**Assigned task**.
Please restate the records that follow word for word, omitting any images.

**Exercise data**.

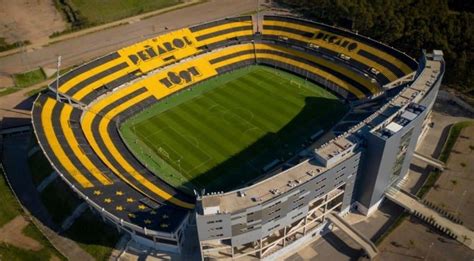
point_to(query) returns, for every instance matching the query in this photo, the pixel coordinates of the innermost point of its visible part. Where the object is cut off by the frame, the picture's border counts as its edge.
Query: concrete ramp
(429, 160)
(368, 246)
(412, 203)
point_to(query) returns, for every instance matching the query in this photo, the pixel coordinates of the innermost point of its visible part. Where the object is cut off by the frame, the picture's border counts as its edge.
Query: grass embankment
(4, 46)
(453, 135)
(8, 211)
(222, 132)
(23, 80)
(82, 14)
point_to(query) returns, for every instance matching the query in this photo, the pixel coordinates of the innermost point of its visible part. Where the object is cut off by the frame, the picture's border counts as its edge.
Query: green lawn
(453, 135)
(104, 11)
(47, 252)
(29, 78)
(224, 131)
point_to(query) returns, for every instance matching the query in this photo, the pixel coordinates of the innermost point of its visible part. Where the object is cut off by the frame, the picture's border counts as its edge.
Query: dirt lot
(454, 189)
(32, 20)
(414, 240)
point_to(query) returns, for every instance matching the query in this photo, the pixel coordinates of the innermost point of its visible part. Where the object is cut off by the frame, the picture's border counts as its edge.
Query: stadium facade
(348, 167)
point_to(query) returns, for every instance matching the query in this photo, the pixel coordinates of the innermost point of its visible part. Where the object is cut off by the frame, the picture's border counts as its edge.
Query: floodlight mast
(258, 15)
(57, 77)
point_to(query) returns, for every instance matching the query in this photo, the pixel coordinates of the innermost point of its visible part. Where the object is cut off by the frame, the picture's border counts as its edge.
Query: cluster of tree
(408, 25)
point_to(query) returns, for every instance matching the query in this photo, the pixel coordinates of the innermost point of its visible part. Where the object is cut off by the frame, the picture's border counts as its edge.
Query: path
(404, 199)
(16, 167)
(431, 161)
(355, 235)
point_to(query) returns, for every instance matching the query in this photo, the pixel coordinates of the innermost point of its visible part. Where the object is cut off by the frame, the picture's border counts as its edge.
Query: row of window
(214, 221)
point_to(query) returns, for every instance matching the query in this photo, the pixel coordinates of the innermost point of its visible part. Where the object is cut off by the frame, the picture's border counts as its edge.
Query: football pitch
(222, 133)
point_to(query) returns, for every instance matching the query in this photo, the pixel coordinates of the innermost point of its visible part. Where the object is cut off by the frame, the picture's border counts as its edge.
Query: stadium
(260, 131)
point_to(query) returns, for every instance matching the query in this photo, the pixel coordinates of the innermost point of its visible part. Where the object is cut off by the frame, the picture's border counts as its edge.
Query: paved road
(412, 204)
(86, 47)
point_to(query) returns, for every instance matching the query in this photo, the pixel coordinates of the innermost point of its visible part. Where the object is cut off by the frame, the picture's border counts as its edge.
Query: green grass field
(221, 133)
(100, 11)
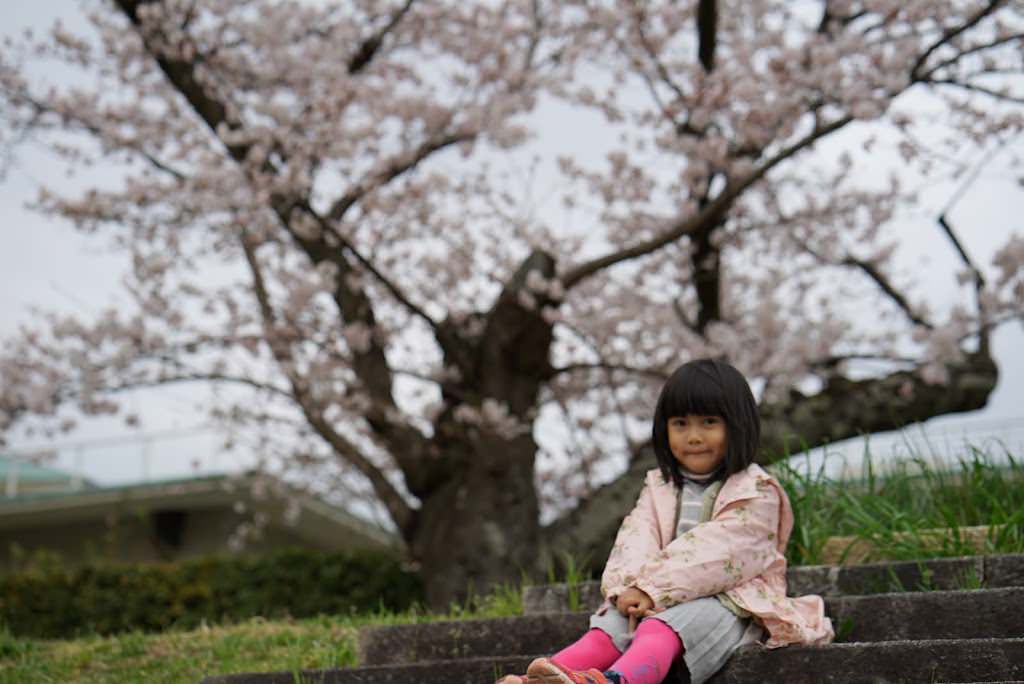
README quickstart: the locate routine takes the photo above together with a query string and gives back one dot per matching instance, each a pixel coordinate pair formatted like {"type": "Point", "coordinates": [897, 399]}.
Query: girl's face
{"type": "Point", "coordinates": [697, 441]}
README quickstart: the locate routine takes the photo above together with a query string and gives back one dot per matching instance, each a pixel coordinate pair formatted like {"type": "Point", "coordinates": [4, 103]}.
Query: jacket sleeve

**Exercise output**.
point_to(query) returns, for every instance matching the query in this photo, the pixel coordinates of the innermost point of its visible part. Where the object is cut off by the frame, the picture's border counts as its edge.
Query: concrete ramp
(429, 160)
(368, 246)
(412, 203)
point_to(query) returns, for every instance matching the query in this photo, the pixel coordinates of the innermost point of its visible part. Where the object is cut off by the frame, the picture's border counts as its edge.
Query: grass embankment
(4, 46)
(453, 135)
(8, 211)
(222, 132)
(23, 80)
(82, 14)
point_to(query) returns, for every instance matching the query in this photo, the pixel coordinates of the innermost point of its visible part. Where the object is cut off by the frame, the picture's border counts as its edge.
Query: green lawn
(453, 135)
(104, 11)
(47, 252)
(29, 78)
(224, 131)
point_to(query) returns, for every instance matching the query in this photo, the pixel coordinates of the innermost point of its visible part. Where the object is cut off by the frame, the picture's border counts as its edge.
Query: dirt lot
(454, 189)
(32, 20)
(414, 240)
point_to(query) returns, for every instance matching the query in this photo, the pixel coordinates of the innermost point of its visible part. Where the object is cut off by the frame, the picture's border counts as its edge.
Query: stadium facade
(348, 167)
point_to(query) returns, for every instance matching the query in this photo, the pixel coordinates of the innermost point of its visible part. Where the object is cut off by the frame, the picture's border counts as its edge.
Query: floodlight mast
(258, 15)
(57, 77)
point_to(query) returns, for every instance matching the query in this photo, the pixel coordinates of the innermost point of its visible part. Where the object is cut off by the frame, the picture's border counts as its edge.
Query: cluster of tree
(408, 25)
point_to(query) returns, for every instance matching the query in this photo, the pixel coordinates of the innermost point of its visible part. Where the object is cut off by the frame, the picture's border counts as its edge.
Query: path
(404, 199)
(16, 167)
(431, 161)
(355, 235)
point_to(query) returns, for every instance matching the query in this photo, the pixel coordinates of the innermost point of its visible part. Where the object is cut off by the frame, the picture's border counts as its edge.
Query: row of window
(214, 221)
point_to(query) returns, for every instance matching the query in this photo, the pixel coordinates of the innermost point of its visible part. Where the object is cut off by the frame, the picture's border counts as its edge.
Query: football pitch
(222, 133)
point_to(query) returns, for every instance matching the query in this photo, the pixel coordinates of the innermost point of its visible part. Where the object is cut off by the frame, the picture's border counts as its edge.
Query: stadium
(260, 131)
point_to(query) returns, for every instance matching the query in this photo, the pixel coordinates of the innermost point of its visible part. Where the object is cut off by the frame, the picture's border counts as its edge.
Query: paved road
(412, 204)
(86, 47)
point_to(query) returns, for every instance matching the query in this photo, the pixel coordinates of the innermost point of its visible part. Where the object is cut off by the frame, the picture's border counts as its edge.
Query: green grass field
(221, 133)
(100, 11)
README quickstart: the locate routine takes the photo above together with a query string and gives back one dot per matching instance, each a pixel coordinate pair formatted like {"type": "Point", "coordinates": [897, 399]}.
Query: girl's face
{"type": "Point", "coordinates": [697, 441]}
README quickstart: the locate routine takes the photo above together with a query string and gives back one dot per matching instance, each a pixel coordinate pair formatted like {"type": "Point", "coordinates": [4, 103]}.
Query: jacket sleeve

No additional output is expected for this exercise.